*** Text shown ***
I've written about the concept of the reserve of chlorine and the speed at which chlorine gets released and the concept of why that speed doesn't matter in terms of the rate of killing pathogens in
this post,
this post and
this post.
When I wrote "Free Chlorine (FC) does not measure active chlorine, but rather the chlorine reserve or reservoir that is mostly inactive", the "chlorine reserve or reservoir" includes both the chlorine bound to CYA as well as that which is unbound, namely HOCl and OCl
- which is why I said such reserve was mostly inactive since the chlorine bound to CYA has very little reactivity.
If you really want to know how much HOCl there is in the water, then you can use my spreadsheet to calculate it using primarily the FC, CYA and pH though other parameters also have a minor effect (there is also a temperature dependence, but I have that turned off at line 225 "Use Temp. Dependent Cl-CYA" in the spreadsheet since it came from Wojtowicz and not from a normal peer-reviewed journal). Roughly speaking, the HOCl level is proportional to the FC/CYA ratio and is very roughly half that ratio near a pH of 7.5 (Jason referred to a better formula I have for it, but even that is an approximation and only for a pH of 7.5 -- the spreadsheet does the accurate calculations).
Your pool does not become unhealthy when the chlorine gets below the minimum FC for your CYA level. It just becomes more likely to develop algae. Most bacteria and viruses are very easy to kill or inactivate and require very little chlorine to do so (some papers showing kill times are linked to in the "Chlorine / CYA Relationship" section in
this post and there is also
this CDC chart). The primary reason we have the minimum FC be higher is to prevent algae growth and to have faster bacteria and virus kill/inactivation rates to prevent person-to-person transmission of disease. It's not like all of a sudden the pool becomes unsanitary -- that pretty much won't happen unless the chlorine level is close to zero.
*** End of Text shown ***
*** Dataset entries ***
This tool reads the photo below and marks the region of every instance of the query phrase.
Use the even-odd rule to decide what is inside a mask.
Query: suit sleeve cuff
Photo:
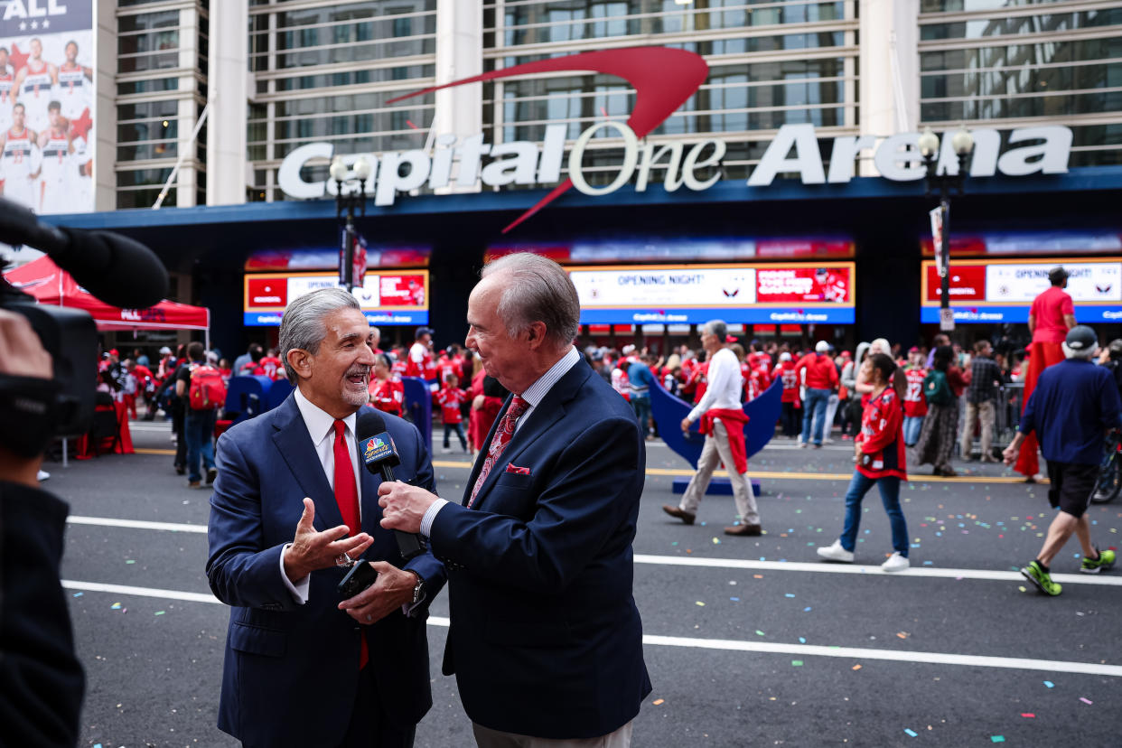
[[[295,584],[288,579],[288,574],[284,571],[284,554],[288,551],[289,546],[292,546],[292,543],[286,544],[280,550],[280,579],[284,580],[284,585],[288,590],[288,593],[292,594],[292,599],[300,604],[304,604],[307,602],[307,590],[311,587],[312,575],[309,574]]]
[[[438,497],[436,500],[432,502],[432,506],[429,507],[429,510],[424,512],[424,517],[421,518],[422,535],[429,537],[432,532],[432,523],[436,519],[436,514],[444,508],[445,504],[448,504],[445,499]]]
*** End of Dataset entries ***
Required tasks:
1. Answer these questions from the pool chlorine text:
(a) To what is the HOCl level roughly proportional?
(b) At which spreadsheet line is the temperature dependence turned off?
(c) What does a pool become more likely to develop when its chlorine falls below the minimum FC for its CYA level?
2. Please proceed with the pool chlorine text, continuing it from its last sentence.
The data above is separate material, apart from the pool chlorine text.

Outputs by task:
1.
(a) The FC/CYA ratio.
(b) Line 225, "Use Temp. Dependent Cl-CYA".
(c) Algae.

2.
At the minimum FC/CYA ratios recommended on this forum for non-SWG pools, namely an FC that is around 7.5% of the CYA level, this is equivalent in HOCl concentration at a pH of 7.5 to a pool with an FC of 0.062 ppm with no CYA. Most heterotrophic bacteria have CT values of 0.04 for a 99% kill which means such a kill is done in 0.04/0.062 = 0.65 minutes or under 40 seconds. It takes at least 15 minutes for bacteria to double in population so this level of chlorine would kill bacteria faster than they can reproduce for any with a 50% CT of 0.93 which roughly corresponds to those listed with a 2-log 99% kill CT of around 6, a 99.9% CT of 9, a 99.99% CT of 12, etc. Pretty much everything in the CDC table is handled except for the bacteria
Burkholderia pseudomallei,
Vibrio cholerae (rugose not smooth strain),
Yersinia enterocolitica. Though the 99.99% inactivation time for
Poliovirus would be around 100 minutes, viruses do not reproduce outside their host. Similarly, the protozoan oocysts of
Entamoeba histolytica and
Giardia lamblia would take around 4 hours to inactivate 99% to 99.9%. The protozoan oocysts
Toxoplasma gondii and
Cryptosporidium parvum are essentially not inactivated by normal chlorine levels in any reasonable amount of time.